Stated exercise:
Rewrite all of the material below, replacing "with a pin" with "with a marker" and leaving everything else unchanged. Omit the pictures from your answer.

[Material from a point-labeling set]
%%

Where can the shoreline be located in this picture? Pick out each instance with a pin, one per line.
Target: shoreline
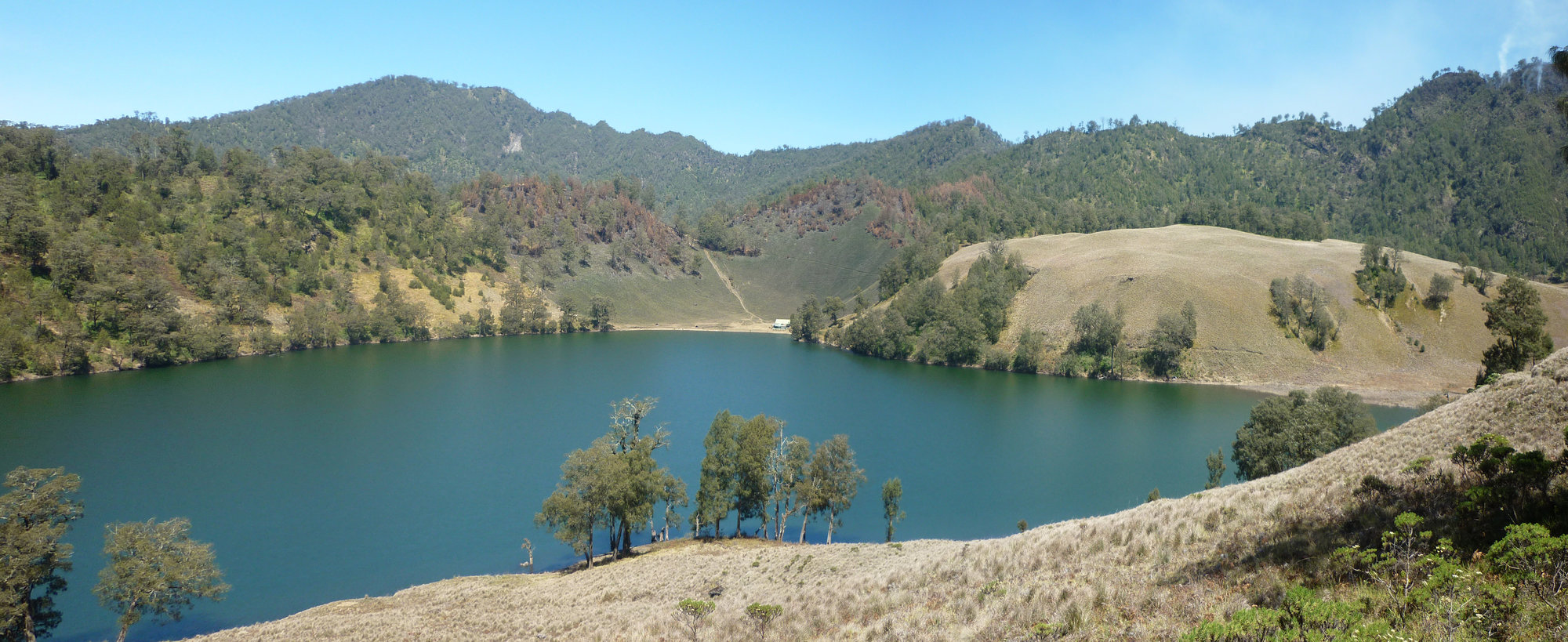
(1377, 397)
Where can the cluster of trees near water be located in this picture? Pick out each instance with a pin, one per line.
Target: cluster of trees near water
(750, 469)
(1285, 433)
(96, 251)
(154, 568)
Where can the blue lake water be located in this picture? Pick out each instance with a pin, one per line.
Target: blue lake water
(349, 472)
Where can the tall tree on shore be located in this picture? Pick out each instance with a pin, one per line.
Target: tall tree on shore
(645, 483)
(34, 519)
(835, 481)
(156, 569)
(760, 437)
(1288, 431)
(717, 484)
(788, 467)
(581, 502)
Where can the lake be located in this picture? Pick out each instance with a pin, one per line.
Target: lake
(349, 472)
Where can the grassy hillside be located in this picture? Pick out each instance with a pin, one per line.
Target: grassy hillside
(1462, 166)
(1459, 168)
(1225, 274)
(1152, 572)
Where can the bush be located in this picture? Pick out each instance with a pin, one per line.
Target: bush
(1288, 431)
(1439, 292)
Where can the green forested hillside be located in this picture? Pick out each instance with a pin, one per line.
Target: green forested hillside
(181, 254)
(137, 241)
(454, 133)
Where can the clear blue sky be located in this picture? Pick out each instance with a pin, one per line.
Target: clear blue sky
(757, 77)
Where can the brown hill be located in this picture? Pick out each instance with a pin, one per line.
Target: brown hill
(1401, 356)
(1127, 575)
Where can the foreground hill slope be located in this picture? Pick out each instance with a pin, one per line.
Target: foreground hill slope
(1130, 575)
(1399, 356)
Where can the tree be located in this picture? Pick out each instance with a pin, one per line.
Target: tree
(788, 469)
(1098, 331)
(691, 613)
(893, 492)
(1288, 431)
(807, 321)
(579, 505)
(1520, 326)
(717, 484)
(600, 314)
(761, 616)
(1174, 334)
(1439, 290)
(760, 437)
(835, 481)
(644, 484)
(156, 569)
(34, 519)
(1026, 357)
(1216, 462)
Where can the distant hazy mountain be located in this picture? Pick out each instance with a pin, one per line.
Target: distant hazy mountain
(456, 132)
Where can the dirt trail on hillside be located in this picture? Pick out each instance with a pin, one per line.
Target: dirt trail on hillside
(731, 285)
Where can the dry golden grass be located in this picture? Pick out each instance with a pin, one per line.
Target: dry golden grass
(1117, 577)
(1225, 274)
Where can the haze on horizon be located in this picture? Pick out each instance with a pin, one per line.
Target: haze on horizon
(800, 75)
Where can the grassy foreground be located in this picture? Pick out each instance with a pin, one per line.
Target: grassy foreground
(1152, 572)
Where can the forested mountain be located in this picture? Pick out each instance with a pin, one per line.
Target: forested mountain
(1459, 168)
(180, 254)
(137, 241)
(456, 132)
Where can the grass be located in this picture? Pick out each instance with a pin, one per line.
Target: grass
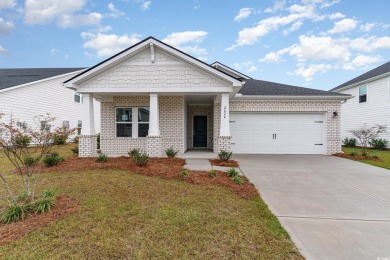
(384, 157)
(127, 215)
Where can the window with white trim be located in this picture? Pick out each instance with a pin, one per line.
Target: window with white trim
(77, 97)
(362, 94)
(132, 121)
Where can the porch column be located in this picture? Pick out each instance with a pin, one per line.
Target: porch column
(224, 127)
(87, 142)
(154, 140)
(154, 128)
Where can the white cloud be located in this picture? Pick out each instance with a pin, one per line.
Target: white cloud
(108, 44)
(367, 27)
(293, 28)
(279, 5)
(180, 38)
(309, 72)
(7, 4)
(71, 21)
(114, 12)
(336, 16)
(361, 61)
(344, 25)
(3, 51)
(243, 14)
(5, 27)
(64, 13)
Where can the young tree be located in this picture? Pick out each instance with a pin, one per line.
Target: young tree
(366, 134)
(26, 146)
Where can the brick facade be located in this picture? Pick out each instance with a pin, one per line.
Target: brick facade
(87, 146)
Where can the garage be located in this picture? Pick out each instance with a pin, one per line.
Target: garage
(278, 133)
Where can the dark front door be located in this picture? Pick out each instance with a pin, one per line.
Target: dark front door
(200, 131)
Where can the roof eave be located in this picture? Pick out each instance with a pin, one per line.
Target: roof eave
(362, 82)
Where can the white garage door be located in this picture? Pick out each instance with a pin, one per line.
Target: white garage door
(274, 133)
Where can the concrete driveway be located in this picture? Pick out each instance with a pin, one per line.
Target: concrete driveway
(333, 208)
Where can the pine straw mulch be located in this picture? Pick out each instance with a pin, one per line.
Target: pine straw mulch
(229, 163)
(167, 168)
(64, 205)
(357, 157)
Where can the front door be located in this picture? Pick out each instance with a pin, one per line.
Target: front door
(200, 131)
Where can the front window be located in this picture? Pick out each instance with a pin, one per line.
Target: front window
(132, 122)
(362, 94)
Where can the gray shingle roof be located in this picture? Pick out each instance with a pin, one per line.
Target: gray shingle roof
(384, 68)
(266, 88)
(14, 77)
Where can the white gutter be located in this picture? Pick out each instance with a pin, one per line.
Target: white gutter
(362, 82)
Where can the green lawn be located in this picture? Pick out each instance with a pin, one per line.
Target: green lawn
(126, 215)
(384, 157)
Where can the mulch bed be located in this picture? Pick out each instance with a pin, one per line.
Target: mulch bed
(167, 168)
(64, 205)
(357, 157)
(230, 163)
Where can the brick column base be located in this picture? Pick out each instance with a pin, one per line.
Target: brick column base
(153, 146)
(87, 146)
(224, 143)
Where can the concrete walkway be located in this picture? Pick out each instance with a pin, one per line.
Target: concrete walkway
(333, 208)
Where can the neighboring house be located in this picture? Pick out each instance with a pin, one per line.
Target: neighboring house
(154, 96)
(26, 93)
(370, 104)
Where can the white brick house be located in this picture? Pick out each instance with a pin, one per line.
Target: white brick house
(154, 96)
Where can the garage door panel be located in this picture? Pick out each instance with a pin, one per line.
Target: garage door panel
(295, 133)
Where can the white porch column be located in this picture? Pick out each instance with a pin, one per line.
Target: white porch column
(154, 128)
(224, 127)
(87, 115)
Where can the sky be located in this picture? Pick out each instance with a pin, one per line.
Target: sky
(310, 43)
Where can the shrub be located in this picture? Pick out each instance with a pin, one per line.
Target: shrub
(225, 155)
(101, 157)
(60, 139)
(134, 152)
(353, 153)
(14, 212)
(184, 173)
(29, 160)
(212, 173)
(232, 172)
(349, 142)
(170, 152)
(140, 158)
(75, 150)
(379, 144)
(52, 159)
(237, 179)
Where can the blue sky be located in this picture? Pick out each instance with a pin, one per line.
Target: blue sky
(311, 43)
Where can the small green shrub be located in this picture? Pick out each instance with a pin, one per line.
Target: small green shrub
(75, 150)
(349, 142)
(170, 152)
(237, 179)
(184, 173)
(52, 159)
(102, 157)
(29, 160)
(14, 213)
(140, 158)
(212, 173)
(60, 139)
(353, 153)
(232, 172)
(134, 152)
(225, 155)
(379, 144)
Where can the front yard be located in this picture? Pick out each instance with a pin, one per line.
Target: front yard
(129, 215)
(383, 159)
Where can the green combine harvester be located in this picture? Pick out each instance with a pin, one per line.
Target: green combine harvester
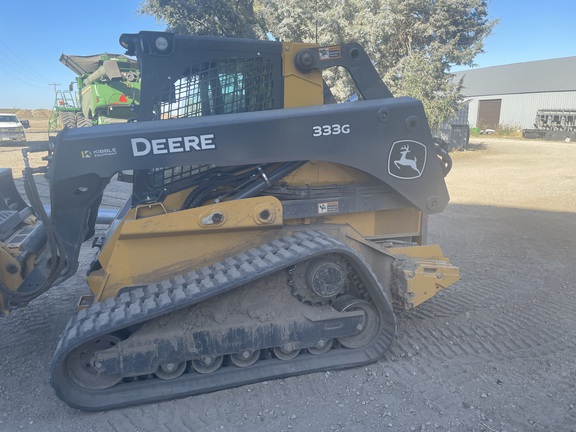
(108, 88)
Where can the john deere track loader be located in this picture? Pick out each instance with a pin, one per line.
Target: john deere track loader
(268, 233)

%%

Right answer:
Where can the shoreline be located in this picture? Pick out each instance with a marker, one per line.
Target: shoreline
(1377, 397)
Where can the cluster of trees near water be located in this picture? Pick out each instance with a marker, one per line.
Target: cluster of trees near water
(750, 469)
(1285, 433)
(96, 251)
(154, 568)
Where can the blue lake water be located in this picture? Pick out each instance with a marker, one per line.
Target: blue lake water
(349, 472)
Where can the tall tree on shore be located in this picture? Pick out each instance with a marker, one per line.
Target: tall tree on shore
(645, 483)
(34, 519)
(835, 481)
(156, 569)
(760, 437)
(1288, 431)
(717, 484)
(788, 467)
(581, 502)
Where can the lake be located in this picture? Pick out each instance with a marker, one per line.
Target: lake
(349, 472)
Where can the grassy hillside be located in this picture? Pick out each instance with a marker, one per line.
Target: grassy hillside
(1462, 166)
(1459, 168)
(1225, 274)
(1152, 572)
Where can the bush be located in this picture? Pick out each instance with a marker, one per line.
Target: bush
(1288, 431)
(1439, 292)
Where can the green forested hillside be located in this picture? Pick out each instance with a marker, one per line.
Target: green forested hillside
(181, 254)
(137, 241)
(454, 133)
Where can the clear blue sky be located in this picture? Pick out each instance with a marker, one per line.
Target: clear blue sky
(757, 77)
Where can the brown hill be located in this picture? Pick out each instance with a marker, one per line.
Target: brown hill
(1401, 356)
(1127, 575)
Where can the foreground hill slope be located in this picture? Pick out each instance with a marker, one per line.
Target: foreground hill slope
(1130, 575)
(1399, 356)
Where can the tree be located in this picture? Pick out each instance with a marker, one per line.
Target: tree
(788, 469)
(1098, 331)
(691, 613)
(893, 492)
(1288, 431)
(807, 321)
(579, 505)
(1520, 326)
(717, 484)
(600, 314)
(761, 616)
(1174, 334)
(1439, 290)
(760, 437)
(835, 481)
(644, 484)
(156, 569)
(34, 519)
(1026, 357)
(1216, 462)
Where can the distant hazy mountain be located in this picture? Pick out each instance with a marker, one per line.
Target: distant hazy mountain
(456, 132)
Where can the dirt trail on hillside be located in this picture? Pick out each instance with a marker, one per line.
Target: dirt trail on hillside
(731, 285)
Where can the dry golden grass be located in this picture? Pick out each instance with a marker, one per line.
Target: dry golden grass
(1117, 577)
(1225, 274)
Where can the haze on horizon be located in this picture? Pick out each instance with a marker, one per line.
Target: haze on horizon
(800, 75)
Where can the grassy foreground be located in this picture? Pick out each instance with a marker, one per line.
Target: grassy foreground
(1152, 572)
Where can the forested mountain be located in this picture? Pick out each instance with a marker, one per line.
Target: forested mountain
(1459, 168)
(180, 254)
(137, 241)
(456, 132)
Where can the grass be located in this picture? Pick out each instance with a marker, one per line.
Target: grass
(384, 157)
(127, 215)
Where can the window with white trim be located in this picture? Pick out each instance with a marker, one per line.
Target: window with white trim
(77, 97)
(362, 94)
(132, 121)
Where can the porch column be located in this picture? Pick out each instance with a marker, one per line.
Target: porch column
(224, 127)
(87, 142)
(154, 140)
(154, 128)
Where can the white cloud be located in this picture? Pick out each instance with a marker, one per line.
Target: white cloud
(108, 44)
(367, 27)
(293, 28)
(279, 5)
(180, 38)
(309, 72)
(7, 4)
(71, 21)
(114, 12)
(336, 16)
(361, 61)
(344, 25)
(3, 51)
(243, 14)
(5, 27)
(64, 13)
Where can the young tree be located in this picture? Pick out each instance with a marker, one per line.
Target: young tree
(366, 134)
(26, 146)
Where can the brick facade be located in this picture? Pick out each instance with a marker, one per line.
Target: brick facade
(87, 146)
Where can the garage be located in this picture? Pick out each instance with a marker, one per line.
Target: garage
(278, 133)
Where can the dark front door be located in this picture? Pick out each instance with a marker, one per line.
Target: dark front door
(200, 131)
Where can the roof eave be located in this picture? Pick out each instance with a marker, one per line.
Target: roof eave
(362, 82)
Where can the white garage door be located in this picture? Pick out each instance with a marker, one per line.
Target: white garage door
(274, 133)
Where can the concrete driveway be located in this picture? Pick out each instance with a marker, one per line.
Target: concrete driveway
(333, 208)
Where can the pine straw mulch be located in this picture? Pick out each instance with a marker, one per line.
Target: pine straw mulch
(229, 163)
(167, 168)
(64, 205)
(357, 157)
Where can the front door be located in this picture? Pick out each instance with a marker, one per line.
Target: front door
(200, 131)
Where can the front window be located in this picture? Pick out each instance with a marker, one per line.
Target: front window
(132, 122)
(362, 94)
Where can the gray shingle roof be located in this picture? Pick out each instance with a marker, one per line.
Target: gray shingle roof
(384, 68)
(266, 88)
(14, 77)
Where can the white gutter be located in this picture? Pick out each instance with a marker, one per line.
Target: white gutter
(362, 82)
Where can the green lawn be located in this picture? Pick out each instance with a marker, one per line.
Target: green lawn
(126, 215)
(384, 157)
Where can the mulch bed be located in this picture? Pick out each instance with a marker, one per line.
Target: mulch bed
(167, 168)
(64, 205)
(357, 157)
(230, 163)
Where can the brick column base be located in this picture? Pick out each instance with a marker, one per line.
Target: brick column base
(153, 146)
(87, 146)
(224, 143)
Where can the concrete walkway be located in this picture? Pick out each instance with a marker, one per line.
Target: concrete walkway
(333, 208)
Where can the neighboring house be located in this picture? Pick out each instance with a marker, one per line.
Target: neighboring house
(154, 96)
(26, 93)
(370, 104)
Where can the white brick house be located in this picture? Pick out each instance with a marker, one per line.
Target: white brick house
(154, 96)
Where can the garage door panel be located in this picture? Pick out each instance with a marker, one per line.
Target: garage door panel
(295, 133)
Where can the white porch column be located in this picture? Pick out each instance with a marker, one per line.
Target: white porch column
(154, 128)
(224, 127)
(87, 115)
Where can the sky be located in this picture? Pick out each instance with a marker, one per line.
Target: sky
(310, 43)
Where can the shrub be located in this picture? Pick out each instance with a marker, one per line.
Target: shrub
(225, 155)
(101, 157)
(60, 139)
(134, 152)
(353, 153)
(14, 212)
(184, 173)
(29, 160)
(212, 173)
(232, 172)
(349, 142)
(170, 152)
(140, 158)
(75, 150)
(379, 144)
(52, 159)
(237, 179)
Where can the blue sky be located in this picture? Pick out each instance with a marker, one per line.
Target: blue sky
(311, 43)
Where can the small green shrub be located in this picture? Pick out each instance with a marker, one per line.
Target: small green shrub
(75, 150)
(349, 142)
(170, 152)
(237, 179)
(184, 173)
(52, 159)
(102, 157)
(29, 160)
(14, 213)
(140, 158)
(212, 173)
(60, 139)
(353, 153)
(232, 172)
(134, 152)
(225, 155)
(379, 144)
Where can the front yard be located in this picture? Pick out each instance with a marker, one per line.
Target: front yard
(129, 215)
(383, 159)
Where can the green combine harvester be located in this picture? Pick out each instance with a marker, one per line.
Target: green combine harvester
(108, 88)
Where can the john deere track loader be located in this picture? Pick out each instance with a marker, one per line.
Target: john deere track loader
(268, 233)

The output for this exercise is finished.